TASK TO CARRY OUT — Pull out the lines below from the one that contains "The answer SHOULD provide one point per instance of the purple" through the end of the rows, and reproduce them without any changes.

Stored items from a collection

---+---

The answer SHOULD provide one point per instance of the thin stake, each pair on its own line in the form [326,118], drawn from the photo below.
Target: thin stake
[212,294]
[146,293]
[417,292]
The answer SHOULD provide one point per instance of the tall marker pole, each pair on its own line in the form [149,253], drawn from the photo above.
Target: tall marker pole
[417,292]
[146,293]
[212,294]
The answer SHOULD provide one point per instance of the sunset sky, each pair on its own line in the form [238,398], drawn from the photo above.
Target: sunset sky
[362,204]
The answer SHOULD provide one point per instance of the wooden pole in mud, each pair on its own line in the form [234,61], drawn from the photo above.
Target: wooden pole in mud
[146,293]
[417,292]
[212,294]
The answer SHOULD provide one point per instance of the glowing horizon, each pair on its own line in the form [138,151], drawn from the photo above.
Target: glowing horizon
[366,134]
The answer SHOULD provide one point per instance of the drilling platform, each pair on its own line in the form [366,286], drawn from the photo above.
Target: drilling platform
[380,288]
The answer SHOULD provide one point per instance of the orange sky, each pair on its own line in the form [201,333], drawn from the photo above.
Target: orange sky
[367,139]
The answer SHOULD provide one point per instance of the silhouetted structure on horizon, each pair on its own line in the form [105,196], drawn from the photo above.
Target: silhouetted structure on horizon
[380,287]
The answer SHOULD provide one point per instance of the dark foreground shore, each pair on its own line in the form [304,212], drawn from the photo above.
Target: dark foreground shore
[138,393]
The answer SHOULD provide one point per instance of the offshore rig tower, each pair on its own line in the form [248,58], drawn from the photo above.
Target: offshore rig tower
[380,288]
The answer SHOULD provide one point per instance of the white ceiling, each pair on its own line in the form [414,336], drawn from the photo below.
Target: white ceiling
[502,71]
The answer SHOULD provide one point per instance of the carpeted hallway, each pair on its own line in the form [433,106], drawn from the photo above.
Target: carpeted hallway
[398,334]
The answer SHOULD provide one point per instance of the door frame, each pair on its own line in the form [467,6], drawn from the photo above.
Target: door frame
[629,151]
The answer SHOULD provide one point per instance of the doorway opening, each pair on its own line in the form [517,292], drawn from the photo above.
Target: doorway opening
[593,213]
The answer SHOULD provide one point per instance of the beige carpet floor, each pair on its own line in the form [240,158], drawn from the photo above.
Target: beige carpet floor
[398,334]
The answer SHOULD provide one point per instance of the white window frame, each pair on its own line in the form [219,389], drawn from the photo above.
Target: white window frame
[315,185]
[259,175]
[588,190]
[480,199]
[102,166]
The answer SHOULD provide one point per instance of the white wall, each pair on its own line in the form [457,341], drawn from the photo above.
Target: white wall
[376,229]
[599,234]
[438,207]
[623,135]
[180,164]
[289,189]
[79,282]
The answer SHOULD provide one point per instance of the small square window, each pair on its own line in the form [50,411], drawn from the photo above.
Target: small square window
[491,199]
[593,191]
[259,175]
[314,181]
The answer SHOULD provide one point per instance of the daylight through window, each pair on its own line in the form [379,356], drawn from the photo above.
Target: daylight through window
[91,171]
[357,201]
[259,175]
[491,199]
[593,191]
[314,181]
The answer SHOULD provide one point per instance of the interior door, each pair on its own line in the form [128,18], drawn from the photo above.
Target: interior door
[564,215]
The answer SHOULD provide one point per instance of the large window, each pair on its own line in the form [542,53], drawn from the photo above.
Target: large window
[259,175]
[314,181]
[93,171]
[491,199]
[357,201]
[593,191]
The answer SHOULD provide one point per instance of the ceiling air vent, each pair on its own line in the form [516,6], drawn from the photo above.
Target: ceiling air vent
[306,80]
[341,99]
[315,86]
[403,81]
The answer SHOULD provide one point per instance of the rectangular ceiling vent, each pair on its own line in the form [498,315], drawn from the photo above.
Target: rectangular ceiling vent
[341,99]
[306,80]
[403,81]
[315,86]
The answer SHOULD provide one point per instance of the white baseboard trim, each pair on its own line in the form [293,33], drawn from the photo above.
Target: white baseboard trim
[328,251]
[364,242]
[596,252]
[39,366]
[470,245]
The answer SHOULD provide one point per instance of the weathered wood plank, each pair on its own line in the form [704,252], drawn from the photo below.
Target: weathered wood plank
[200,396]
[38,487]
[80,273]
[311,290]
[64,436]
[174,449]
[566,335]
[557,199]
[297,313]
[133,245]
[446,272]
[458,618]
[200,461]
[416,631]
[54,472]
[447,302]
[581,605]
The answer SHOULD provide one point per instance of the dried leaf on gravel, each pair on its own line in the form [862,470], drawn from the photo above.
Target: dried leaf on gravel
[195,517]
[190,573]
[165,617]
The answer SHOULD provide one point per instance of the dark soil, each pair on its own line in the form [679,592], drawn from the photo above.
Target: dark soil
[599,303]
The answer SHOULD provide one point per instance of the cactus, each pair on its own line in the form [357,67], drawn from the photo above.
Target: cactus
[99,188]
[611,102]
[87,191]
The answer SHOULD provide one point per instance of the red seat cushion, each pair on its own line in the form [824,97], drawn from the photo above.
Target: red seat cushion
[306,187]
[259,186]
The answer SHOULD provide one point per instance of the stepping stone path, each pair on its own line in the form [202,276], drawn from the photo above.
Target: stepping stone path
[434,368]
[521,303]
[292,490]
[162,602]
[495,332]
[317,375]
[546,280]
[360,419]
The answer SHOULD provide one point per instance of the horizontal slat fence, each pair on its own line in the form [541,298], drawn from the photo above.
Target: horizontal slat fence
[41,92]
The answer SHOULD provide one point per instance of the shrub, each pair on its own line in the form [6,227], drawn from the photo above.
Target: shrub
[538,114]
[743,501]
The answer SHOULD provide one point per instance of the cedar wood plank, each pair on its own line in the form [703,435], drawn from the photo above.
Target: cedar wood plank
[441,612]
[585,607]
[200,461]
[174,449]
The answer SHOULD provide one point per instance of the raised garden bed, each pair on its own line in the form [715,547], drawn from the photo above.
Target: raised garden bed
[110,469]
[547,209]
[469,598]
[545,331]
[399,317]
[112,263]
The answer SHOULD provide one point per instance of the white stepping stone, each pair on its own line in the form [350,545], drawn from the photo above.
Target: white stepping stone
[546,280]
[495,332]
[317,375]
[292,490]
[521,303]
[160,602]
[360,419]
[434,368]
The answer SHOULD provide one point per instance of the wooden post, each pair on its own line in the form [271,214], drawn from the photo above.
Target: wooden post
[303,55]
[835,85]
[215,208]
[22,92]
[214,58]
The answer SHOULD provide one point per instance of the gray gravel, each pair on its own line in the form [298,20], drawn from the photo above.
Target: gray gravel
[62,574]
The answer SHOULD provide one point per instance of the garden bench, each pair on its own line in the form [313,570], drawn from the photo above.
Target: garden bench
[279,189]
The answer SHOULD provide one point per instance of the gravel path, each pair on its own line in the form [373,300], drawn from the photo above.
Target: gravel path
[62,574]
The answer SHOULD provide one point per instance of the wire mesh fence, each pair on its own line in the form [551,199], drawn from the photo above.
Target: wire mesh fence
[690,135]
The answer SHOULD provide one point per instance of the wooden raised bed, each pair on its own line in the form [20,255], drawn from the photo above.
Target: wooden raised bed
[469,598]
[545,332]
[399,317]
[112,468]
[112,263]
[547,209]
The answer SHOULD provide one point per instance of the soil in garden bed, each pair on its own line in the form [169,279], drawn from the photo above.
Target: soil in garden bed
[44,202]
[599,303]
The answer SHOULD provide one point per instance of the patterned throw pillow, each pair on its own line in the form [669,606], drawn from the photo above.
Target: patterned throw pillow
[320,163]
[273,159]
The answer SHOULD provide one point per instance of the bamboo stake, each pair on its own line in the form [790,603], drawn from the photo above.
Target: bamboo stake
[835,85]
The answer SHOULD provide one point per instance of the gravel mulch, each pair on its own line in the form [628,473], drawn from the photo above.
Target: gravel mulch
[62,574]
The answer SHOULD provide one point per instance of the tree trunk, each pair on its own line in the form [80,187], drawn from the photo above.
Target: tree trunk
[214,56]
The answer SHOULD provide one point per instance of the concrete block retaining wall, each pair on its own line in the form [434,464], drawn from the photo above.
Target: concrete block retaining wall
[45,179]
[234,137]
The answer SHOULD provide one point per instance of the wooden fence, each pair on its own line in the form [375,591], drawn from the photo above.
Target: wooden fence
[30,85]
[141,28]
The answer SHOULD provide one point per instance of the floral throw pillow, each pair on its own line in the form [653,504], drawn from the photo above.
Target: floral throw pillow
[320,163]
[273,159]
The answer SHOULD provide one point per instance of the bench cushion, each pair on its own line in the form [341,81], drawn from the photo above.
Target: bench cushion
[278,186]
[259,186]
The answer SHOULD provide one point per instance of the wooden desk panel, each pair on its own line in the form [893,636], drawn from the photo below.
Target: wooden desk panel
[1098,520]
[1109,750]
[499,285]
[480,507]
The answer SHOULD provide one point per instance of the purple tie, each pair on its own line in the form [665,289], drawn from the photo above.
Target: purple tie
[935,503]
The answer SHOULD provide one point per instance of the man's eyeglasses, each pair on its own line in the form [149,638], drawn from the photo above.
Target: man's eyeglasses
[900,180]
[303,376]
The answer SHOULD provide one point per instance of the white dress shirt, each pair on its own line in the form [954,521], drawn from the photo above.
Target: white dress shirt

---+---

SOLUTION TO THE PROBLEM —
The answer SHOULD provide one point per instance of the purple tie, each pair on its own line in the form [665,289], drawn from the photo above.
Target: purple tie
[935,503]
The answer SHOULD provide one point per instance of the man's eyeglasses, each pair on its own line in the form [149,638], drawn from the photo above.
Target: man's eyeglasses
[900,180]
[303,376]
The answer SHOULD provide one point per instance of the white dress shirt, each pair on its own line in the form [954,521], drawn from the photo above.
Target: white dress shirt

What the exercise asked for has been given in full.